What you will do
Through the last line of the entries, please copy every line exactly, starting with the one that contains "such as <point>28,95</point>".

::: Exercise input :::

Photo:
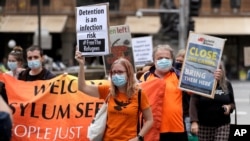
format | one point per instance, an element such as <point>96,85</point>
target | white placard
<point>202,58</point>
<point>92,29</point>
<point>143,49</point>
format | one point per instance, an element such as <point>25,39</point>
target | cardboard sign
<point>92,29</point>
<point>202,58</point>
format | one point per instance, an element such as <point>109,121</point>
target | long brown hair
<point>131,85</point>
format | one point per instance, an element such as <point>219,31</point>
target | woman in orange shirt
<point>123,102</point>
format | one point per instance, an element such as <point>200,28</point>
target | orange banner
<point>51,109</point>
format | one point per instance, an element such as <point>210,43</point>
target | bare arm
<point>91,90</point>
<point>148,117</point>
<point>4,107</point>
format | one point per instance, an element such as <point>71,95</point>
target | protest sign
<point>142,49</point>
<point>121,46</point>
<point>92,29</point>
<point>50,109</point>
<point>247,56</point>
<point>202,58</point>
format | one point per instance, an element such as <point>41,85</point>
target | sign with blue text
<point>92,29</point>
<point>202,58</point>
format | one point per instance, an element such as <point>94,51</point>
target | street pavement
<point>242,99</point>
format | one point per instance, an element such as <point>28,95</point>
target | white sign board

:::

Answer box
format | one point per instance, an element such as <point>28,95</point>
target | white sign board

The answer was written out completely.